● To do: List every line below that contains the string "brim", copying each one in full.

******

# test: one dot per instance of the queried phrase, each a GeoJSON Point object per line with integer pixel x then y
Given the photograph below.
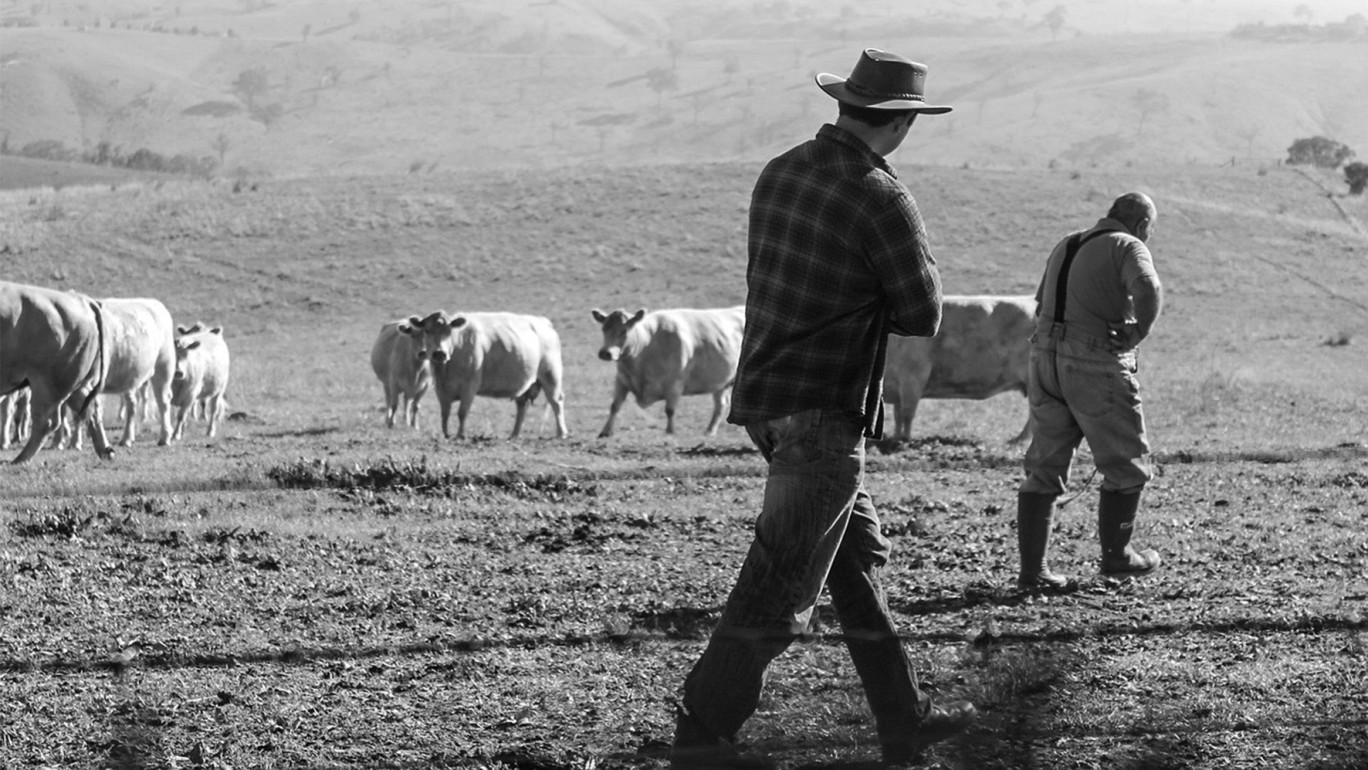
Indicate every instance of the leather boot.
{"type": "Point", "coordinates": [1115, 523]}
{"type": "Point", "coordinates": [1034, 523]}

******

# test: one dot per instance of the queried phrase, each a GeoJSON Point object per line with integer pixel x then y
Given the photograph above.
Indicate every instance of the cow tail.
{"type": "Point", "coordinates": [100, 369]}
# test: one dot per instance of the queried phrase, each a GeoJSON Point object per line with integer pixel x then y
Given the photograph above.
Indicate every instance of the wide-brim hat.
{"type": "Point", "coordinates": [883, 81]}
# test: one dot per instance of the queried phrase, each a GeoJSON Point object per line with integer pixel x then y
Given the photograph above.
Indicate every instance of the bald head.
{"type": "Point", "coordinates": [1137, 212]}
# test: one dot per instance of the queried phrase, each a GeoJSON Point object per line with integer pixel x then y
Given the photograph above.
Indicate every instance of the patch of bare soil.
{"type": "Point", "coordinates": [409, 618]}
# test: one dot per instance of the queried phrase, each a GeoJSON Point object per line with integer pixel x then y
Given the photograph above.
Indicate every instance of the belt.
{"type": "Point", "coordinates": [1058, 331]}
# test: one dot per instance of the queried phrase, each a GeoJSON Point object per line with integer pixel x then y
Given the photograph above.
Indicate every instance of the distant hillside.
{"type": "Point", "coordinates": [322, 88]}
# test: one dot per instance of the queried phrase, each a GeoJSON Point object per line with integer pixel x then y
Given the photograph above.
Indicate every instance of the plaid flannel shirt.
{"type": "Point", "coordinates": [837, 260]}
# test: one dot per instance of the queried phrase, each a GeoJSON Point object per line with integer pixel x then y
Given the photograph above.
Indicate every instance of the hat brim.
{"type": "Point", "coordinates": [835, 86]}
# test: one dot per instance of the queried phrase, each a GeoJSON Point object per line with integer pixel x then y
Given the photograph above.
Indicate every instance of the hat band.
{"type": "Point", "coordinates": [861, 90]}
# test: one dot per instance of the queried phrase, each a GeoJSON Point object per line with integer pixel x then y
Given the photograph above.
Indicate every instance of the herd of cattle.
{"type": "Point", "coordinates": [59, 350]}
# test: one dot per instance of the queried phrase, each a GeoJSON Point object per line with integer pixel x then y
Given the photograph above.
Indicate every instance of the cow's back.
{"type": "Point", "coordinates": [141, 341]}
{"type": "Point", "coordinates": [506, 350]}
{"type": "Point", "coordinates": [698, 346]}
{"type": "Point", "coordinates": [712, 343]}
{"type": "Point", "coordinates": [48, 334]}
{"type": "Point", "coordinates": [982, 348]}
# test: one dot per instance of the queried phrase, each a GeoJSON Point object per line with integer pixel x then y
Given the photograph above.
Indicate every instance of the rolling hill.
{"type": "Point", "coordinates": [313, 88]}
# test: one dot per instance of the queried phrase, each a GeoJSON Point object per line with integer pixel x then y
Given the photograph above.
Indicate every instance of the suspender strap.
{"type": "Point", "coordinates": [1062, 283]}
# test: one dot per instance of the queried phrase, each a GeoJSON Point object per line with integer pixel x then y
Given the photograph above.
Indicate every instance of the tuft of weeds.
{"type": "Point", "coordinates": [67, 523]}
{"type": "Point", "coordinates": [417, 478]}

******

● Response below:
Indicate every instance of the wide-brim hat.
Indicate every instance of the hat brim.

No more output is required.